TEXT SECTION →
Signed, treedweller, on behalf of
 Rex Parker, King of CrossWorld

61 comments:

Mark Trevor Smith 3:43 AM  

I seem to be in first with comment. This is my second puzzle on ipad app, which is surprisingly handier than pen on newsprint. "By the wigwam of Nokomis by the shining deepsea water by the shores of Gitchee Goomie" or something like that sings in my head from my infancy. PUTSTHEKIBOSHON was the easiest fifteener to me, except that I had to go back and change my a to an i when "DAI" didn't seem like a year number. Entertaining and not as difficult as I thought it would be when it first opened up.

jae 3:43 AM  

Easy-medium for me again only because I struggled with the top 3 stack.  Which is embarrassing because I've read the book.  I kept thinking fiction, plus I forgot that it won the Pulitzer.  Having skirtS for EVADES and map for GPS didn't help.  The rest went with out much resistance.  Only other erasure was Plane for PILOT. 

Ya think Chris might collect stamps?

I have crosswords to thank for ZORA and AHN. 

I have living in San Diego to thank for LA MESA.  Now I know how Minnesota folk (you know who you are) feel when EDINA turns up.

The crossing 15s were GREAT as were about half of the two 3 stacks.  But, I gotta like any puzzle with GODEL, ESCHER, and BACH in it.  Nice one Chris and thanks treedweller!

GIVEN RECORDS →

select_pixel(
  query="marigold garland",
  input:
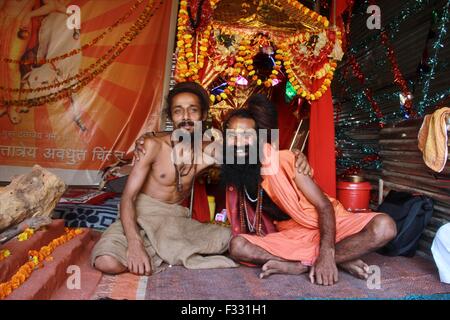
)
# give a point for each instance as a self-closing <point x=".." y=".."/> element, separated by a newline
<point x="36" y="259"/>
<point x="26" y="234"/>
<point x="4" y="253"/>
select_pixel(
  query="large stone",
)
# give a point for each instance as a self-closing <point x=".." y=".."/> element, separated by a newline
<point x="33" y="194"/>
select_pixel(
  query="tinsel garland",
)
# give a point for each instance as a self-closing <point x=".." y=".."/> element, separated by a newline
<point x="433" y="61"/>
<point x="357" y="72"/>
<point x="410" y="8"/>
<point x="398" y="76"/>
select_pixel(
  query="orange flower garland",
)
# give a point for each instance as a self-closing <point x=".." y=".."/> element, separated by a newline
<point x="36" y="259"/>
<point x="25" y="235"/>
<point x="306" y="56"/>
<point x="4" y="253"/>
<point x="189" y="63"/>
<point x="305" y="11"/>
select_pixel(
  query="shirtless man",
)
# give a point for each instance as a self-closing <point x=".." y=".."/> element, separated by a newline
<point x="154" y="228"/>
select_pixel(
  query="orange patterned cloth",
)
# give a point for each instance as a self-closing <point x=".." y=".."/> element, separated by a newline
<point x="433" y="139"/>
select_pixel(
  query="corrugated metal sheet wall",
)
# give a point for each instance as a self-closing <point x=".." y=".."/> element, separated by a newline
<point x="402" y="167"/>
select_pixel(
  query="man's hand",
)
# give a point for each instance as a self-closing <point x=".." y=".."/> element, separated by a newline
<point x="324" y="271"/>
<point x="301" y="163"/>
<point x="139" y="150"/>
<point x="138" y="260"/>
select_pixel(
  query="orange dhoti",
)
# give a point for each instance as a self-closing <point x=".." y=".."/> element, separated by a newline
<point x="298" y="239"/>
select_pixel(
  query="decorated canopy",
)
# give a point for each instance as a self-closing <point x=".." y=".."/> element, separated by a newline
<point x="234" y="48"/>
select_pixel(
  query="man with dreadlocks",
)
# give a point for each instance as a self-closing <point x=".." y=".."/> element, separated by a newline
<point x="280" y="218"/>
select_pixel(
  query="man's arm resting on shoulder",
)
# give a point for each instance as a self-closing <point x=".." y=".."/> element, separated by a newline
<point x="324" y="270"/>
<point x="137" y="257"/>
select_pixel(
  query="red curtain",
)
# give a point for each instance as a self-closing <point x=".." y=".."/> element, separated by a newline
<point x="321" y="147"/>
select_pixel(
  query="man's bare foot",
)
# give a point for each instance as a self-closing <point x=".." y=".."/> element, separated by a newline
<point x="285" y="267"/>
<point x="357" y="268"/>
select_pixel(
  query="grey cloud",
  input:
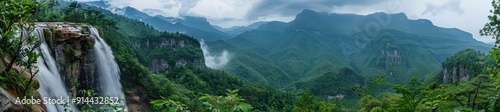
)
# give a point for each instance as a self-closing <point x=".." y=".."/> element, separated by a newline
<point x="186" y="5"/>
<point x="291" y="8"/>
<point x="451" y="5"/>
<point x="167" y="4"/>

OBJECTIVE →
Reproduce word for word everything in the crossword comments above from "jae 3:43 AM" down to "Plane for PILOT.".

RESULT →
jae 3:43 AM  

Easy-medium for me again only because I struggled with the top 3 stack.  Which is embarrassing because I've read the book.  I kept thinking fiction, plus I forgot that it won the Pulitzer.  Having skirtS for EVADES and map for GPS didn't help.  The rest went with out much resistance.  Only other erasure was Plane for PILOT.